TEXT EXTRACT |
# # # # # # #
That said, I think there’s a lot of work going on right now to sketch out what people in city planning and related fields know and do, and why we do the things we currently do, in order to mindfully integrate the strengths of social media into a planning process. It’s very tempting to say that social media changes everything — and indeed, it can if we let ourselves get carried away — but should it? With the challenge of sustainability bearing down on us with every passing day, it’s already an exciting time; the broad interest in open civic data and mobile applications is also picking up steam (as this post itself illustrates). Are we being attentive in order to avoid throwing any babies out with the bathwater?

I’m personally more interested in seeing subsets of planning already interested in participatory design methods and the use of techniques like storytelling to make planning more broadly inclusive, incorporated into work on social media. So the answer to the question, “Could Social Media revolutionise the planning system?” is Yes — so long as we revolutionise the right parts of it, and can tell which parts of it are worth keeping.

What I’m personally most interested in is social media as a tool for nurturing community-oriented, open groups made up of both “professionals/experts” and everday citizens/city-users focusing on aspects of the city that are most exciting or pressing to us for whatever reason. For some of us that’s transit, for others that’s farmland and others still that’s water. How can we develop tools or methods that have a lightweight “participation footprint” but are still meaningful and impactful for the people who do work in urban planning? You know, those who spend 8 hours a day, 5 days a week working on something and who — like it or not — deal with all the unsexy parts of planning too, like zoning or pro-formas; as well as inclusive of those of us who live with the consequences?

Having seen social media work its magic in the enterprise, I feel a lot of time that there’s an expectation that this should already be happening, and that it should be happening faster. I’ve previously participated in this, and the more I learn the more I’ve reeled back on this a bit, because the legal framework, the considerations around customers vs. citizens, the issues of governance, and the people in each kind of organization are so different. Which isn’t to say social media won’t get into planning — eventually. It’ll just take a bit longer and quite a bit harder than just saying, “Why isn’t anyone thinking of this?”

I’d also encourage anyone interested in this topic read up on the work of Stamen Design, who IMO are doing some of the best and most interesting work on apps that are both pretty and useful.
# # # # # # #
PROVIDED DATA |
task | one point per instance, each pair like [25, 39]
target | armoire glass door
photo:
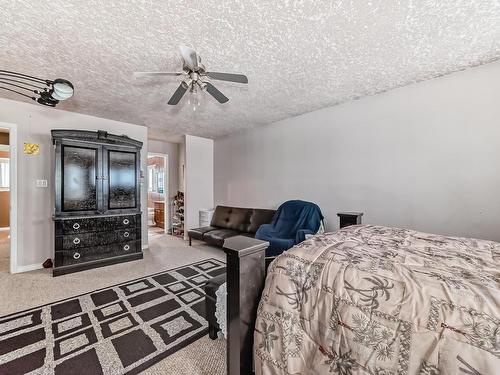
# # # # # # #
DO THIS |
In the text on social media and city planning, whose work on apps does the writer urge interested readers to look into? The lines have no role in this exercise.

WRITTEN RESPONSE |
Stamen Design